Segmentation data:
-------------------------

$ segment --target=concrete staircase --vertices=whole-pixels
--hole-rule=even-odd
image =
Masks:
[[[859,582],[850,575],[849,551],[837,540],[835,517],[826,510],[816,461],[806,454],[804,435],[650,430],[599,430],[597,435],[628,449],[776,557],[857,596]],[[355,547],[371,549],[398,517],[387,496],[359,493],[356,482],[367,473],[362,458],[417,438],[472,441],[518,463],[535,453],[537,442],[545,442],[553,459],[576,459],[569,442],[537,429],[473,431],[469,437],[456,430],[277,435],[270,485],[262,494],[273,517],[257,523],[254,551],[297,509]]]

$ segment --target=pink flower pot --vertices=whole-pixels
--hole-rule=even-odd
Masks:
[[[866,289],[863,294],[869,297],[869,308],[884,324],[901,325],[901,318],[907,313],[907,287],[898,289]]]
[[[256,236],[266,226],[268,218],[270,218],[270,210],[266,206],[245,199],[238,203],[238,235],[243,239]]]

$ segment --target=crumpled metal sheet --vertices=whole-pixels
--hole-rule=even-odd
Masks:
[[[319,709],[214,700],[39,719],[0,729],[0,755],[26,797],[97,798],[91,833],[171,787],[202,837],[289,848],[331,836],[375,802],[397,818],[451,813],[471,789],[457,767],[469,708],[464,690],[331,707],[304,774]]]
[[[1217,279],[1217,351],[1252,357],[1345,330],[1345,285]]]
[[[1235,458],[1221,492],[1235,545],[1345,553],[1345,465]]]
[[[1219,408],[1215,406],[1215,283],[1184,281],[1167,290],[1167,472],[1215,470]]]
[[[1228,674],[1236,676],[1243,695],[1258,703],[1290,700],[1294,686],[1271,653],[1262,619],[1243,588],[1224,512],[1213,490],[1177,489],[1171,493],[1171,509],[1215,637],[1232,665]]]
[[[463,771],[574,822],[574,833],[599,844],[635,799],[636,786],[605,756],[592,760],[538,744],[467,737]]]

-------------------------

Directions:
Which lines in the entries above contain the string "pixels", with case counting? Pick out each such line and copy it in full.

Answer to this exercise:
$ segment --target=concrete staircase --vertices=whole-pixels
$ segment --target=pink flower pot --vertices=whole-pixels
$ segment --target=crumpled metal sheet --vertices=whole-pixels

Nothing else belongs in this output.